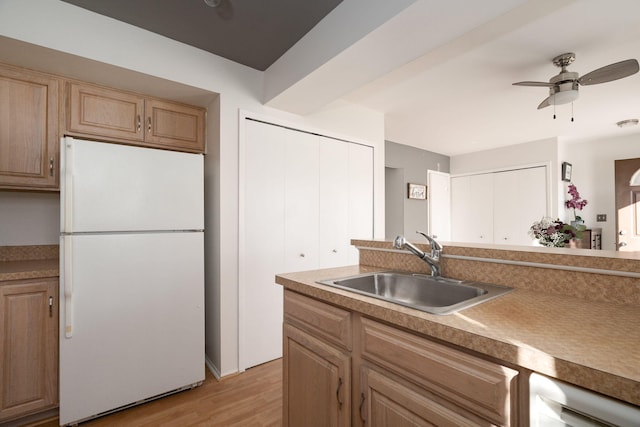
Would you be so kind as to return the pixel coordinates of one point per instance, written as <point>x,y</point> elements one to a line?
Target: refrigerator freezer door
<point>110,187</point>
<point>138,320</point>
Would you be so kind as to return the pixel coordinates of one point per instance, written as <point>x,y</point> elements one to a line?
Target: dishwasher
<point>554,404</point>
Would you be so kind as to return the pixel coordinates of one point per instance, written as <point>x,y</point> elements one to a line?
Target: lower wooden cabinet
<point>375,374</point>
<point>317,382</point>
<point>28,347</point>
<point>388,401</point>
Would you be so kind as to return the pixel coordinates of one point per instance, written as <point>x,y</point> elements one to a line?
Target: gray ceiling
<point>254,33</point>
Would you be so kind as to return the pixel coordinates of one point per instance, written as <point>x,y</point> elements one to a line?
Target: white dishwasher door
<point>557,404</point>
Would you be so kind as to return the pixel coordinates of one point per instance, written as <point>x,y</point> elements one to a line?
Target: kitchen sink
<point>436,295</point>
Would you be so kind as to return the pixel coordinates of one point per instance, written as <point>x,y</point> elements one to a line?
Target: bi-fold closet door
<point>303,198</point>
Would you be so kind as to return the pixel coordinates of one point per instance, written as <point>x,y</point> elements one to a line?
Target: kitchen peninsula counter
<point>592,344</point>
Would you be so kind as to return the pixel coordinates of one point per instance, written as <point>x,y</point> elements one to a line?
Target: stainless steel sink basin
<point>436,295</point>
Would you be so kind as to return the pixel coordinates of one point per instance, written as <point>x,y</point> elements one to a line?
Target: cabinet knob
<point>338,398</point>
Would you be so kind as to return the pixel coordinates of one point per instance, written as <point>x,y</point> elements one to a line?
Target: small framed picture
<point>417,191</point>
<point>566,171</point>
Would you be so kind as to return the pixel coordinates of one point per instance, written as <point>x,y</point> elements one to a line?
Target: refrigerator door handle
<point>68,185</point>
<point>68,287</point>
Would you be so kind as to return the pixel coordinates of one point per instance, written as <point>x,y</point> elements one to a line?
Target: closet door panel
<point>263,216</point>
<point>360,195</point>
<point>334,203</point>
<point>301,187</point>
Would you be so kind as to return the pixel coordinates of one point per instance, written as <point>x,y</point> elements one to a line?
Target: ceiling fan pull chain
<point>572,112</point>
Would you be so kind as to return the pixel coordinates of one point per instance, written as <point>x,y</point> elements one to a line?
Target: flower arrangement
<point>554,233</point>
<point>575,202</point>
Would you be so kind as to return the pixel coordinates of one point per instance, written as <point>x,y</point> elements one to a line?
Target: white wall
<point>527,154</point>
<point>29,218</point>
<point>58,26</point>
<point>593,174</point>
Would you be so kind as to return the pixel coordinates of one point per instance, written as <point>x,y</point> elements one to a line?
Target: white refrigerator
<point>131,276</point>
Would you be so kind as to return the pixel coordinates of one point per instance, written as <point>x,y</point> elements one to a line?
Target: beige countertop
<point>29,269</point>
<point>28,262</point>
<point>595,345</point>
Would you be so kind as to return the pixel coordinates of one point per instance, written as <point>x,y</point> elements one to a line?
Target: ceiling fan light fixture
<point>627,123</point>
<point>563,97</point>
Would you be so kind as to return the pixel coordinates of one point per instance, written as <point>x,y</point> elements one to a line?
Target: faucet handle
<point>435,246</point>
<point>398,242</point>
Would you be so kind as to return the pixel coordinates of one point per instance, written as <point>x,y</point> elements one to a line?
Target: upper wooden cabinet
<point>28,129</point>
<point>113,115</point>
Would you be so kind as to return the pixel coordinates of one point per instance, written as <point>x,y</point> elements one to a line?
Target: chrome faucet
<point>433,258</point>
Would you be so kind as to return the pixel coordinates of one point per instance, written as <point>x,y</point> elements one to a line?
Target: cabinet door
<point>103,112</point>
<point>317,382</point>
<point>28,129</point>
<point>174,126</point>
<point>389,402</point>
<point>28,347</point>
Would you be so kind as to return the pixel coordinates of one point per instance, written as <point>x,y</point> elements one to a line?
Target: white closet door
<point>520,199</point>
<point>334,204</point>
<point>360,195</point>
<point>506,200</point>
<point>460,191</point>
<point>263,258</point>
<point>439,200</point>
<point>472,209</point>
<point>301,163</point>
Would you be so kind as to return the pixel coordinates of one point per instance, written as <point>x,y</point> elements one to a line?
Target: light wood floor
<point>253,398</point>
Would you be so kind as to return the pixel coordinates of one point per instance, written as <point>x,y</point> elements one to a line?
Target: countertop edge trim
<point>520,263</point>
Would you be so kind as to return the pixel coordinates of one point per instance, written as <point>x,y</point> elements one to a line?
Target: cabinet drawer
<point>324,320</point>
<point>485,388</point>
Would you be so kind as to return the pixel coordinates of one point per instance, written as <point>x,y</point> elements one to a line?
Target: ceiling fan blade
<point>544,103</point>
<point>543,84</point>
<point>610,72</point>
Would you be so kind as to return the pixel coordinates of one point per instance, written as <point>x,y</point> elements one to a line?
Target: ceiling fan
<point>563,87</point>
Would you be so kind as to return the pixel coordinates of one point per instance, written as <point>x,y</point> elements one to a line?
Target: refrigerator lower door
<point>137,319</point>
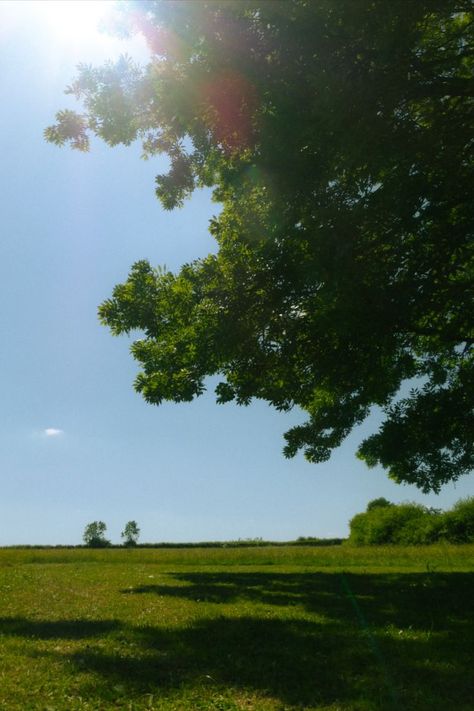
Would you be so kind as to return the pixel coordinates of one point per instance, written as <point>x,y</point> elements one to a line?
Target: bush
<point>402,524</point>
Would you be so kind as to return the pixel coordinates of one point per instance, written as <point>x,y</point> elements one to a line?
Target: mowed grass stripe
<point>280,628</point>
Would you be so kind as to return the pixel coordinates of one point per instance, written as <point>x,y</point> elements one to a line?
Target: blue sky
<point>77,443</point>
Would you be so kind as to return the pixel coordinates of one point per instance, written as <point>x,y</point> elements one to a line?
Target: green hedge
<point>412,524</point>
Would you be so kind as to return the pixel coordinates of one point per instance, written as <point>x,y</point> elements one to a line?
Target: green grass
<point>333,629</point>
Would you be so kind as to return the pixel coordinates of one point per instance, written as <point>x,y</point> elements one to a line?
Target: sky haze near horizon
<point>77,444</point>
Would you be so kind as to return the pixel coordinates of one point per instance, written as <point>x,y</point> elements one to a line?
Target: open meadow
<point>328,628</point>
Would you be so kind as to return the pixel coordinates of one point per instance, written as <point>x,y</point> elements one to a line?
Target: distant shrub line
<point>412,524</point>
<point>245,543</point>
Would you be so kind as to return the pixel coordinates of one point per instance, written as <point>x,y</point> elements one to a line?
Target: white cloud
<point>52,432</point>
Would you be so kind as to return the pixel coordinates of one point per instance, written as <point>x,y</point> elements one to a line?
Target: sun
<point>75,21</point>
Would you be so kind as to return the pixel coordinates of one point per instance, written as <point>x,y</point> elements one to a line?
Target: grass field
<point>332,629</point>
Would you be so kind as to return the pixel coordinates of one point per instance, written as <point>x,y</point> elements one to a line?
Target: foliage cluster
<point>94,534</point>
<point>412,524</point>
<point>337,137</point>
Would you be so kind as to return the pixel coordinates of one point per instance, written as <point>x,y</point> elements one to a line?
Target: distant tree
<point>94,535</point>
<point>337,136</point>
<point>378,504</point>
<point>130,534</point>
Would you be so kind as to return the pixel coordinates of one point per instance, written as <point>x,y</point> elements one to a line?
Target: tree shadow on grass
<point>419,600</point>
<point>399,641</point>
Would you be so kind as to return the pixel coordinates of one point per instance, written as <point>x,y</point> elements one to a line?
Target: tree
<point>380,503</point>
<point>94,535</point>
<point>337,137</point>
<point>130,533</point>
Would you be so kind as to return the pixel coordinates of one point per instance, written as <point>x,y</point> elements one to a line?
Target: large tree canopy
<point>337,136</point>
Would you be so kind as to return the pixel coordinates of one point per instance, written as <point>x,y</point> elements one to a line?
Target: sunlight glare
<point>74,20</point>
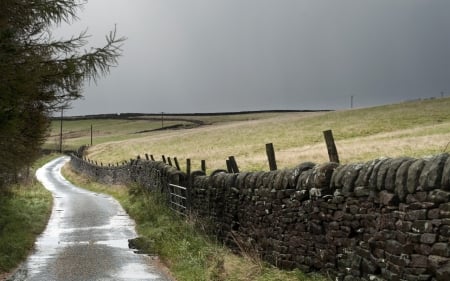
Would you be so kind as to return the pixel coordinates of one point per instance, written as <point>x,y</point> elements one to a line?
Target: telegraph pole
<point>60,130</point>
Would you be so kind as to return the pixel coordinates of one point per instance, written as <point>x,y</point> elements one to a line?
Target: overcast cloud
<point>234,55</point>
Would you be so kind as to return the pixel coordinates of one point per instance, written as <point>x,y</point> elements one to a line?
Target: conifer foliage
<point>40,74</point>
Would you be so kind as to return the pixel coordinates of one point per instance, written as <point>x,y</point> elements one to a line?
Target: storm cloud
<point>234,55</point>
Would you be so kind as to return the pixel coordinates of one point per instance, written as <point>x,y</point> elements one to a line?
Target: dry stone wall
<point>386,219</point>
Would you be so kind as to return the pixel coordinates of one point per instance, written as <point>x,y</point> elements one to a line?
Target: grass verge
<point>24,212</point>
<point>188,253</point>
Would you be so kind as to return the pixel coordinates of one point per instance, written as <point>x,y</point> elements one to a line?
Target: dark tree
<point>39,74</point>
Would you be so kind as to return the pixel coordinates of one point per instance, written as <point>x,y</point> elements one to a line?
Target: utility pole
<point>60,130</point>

☆ ☆ ☆ ☆

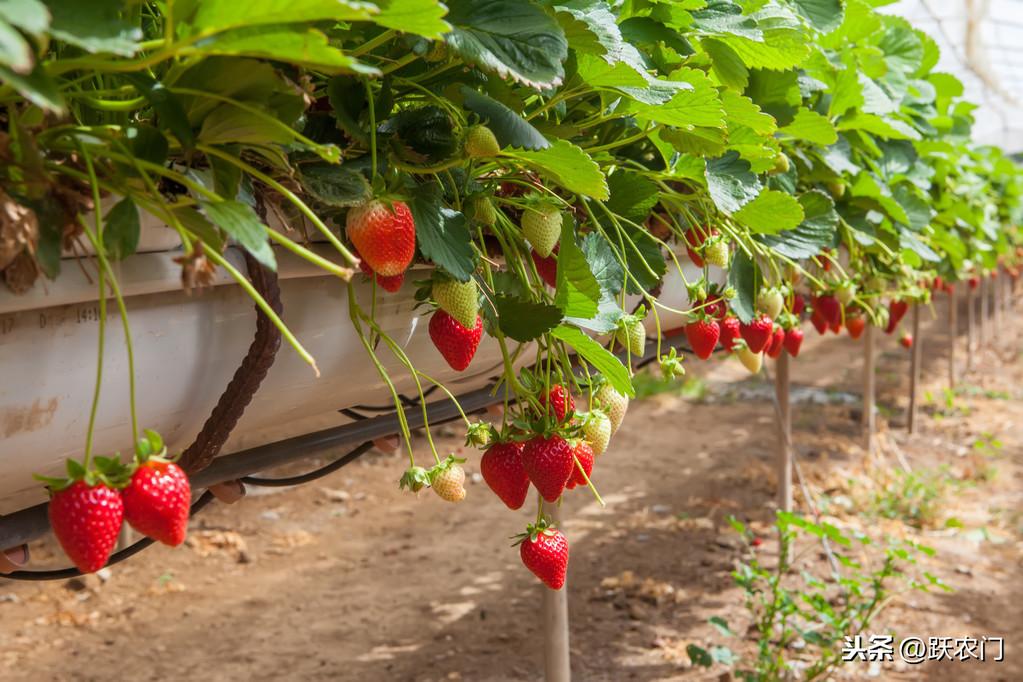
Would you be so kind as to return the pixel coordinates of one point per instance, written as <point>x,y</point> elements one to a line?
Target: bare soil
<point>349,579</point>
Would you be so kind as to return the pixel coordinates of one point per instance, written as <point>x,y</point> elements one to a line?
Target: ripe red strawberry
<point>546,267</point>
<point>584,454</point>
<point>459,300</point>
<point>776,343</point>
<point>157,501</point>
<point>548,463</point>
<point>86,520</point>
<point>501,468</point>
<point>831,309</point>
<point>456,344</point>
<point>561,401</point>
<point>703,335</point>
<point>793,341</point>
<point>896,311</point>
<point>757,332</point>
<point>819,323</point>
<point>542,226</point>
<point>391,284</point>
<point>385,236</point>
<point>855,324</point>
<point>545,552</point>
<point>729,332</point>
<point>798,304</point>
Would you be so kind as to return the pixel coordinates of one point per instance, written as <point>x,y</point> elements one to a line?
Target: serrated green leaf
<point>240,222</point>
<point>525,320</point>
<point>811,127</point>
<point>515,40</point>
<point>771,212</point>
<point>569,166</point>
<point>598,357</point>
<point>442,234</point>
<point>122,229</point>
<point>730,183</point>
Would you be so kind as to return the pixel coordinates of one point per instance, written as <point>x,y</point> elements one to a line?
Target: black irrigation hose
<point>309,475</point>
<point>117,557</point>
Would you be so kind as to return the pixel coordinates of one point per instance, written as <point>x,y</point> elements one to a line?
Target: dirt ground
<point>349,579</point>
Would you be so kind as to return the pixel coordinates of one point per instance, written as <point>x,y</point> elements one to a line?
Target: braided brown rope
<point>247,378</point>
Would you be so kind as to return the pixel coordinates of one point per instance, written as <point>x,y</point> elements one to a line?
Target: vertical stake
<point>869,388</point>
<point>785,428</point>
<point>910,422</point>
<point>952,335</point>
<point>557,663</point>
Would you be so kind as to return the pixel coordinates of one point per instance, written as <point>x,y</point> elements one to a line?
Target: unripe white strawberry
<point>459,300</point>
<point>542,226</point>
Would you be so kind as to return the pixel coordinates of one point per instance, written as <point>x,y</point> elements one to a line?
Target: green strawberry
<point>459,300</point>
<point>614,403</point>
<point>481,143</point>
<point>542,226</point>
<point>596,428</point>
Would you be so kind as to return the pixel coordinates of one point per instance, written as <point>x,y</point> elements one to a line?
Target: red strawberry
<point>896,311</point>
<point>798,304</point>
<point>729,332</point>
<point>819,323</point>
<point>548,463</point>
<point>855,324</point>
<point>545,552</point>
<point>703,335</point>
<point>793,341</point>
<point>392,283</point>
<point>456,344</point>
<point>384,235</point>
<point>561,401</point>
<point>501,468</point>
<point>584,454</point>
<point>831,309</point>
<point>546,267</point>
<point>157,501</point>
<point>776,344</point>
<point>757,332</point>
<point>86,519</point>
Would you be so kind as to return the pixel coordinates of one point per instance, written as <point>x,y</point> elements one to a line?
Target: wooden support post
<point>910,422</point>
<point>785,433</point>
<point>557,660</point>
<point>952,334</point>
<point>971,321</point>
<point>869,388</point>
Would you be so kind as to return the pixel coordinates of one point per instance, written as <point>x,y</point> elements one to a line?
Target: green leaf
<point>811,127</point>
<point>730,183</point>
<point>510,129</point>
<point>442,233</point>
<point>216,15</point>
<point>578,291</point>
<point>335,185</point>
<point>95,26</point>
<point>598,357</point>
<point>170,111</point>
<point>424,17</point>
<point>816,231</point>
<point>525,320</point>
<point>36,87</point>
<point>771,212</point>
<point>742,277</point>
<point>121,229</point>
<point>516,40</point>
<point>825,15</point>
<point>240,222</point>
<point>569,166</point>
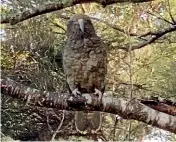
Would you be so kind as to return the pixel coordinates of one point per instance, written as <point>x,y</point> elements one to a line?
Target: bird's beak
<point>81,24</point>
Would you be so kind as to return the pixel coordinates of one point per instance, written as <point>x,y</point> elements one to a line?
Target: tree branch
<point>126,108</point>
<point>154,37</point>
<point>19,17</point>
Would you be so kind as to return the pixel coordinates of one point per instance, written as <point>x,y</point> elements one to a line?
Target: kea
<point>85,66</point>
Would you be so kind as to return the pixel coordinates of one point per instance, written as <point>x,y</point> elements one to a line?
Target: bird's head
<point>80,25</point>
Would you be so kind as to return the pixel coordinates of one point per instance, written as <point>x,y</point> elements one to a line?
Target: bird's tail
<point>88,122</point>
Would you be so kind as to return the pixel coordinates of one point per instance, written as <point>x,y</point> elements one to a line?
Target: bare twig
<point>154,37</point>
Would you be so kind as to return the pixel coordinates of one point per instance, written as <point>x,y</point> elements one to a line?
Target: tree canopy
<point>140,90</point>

☆ ☆ ☆ ☆

**THE PROBLEM**
Show each line above that contains the string "sink", copying every such line verbatim.

**EXPECTED OUTPUT**
Target: kitchen sink
Target: stainless steel sink basin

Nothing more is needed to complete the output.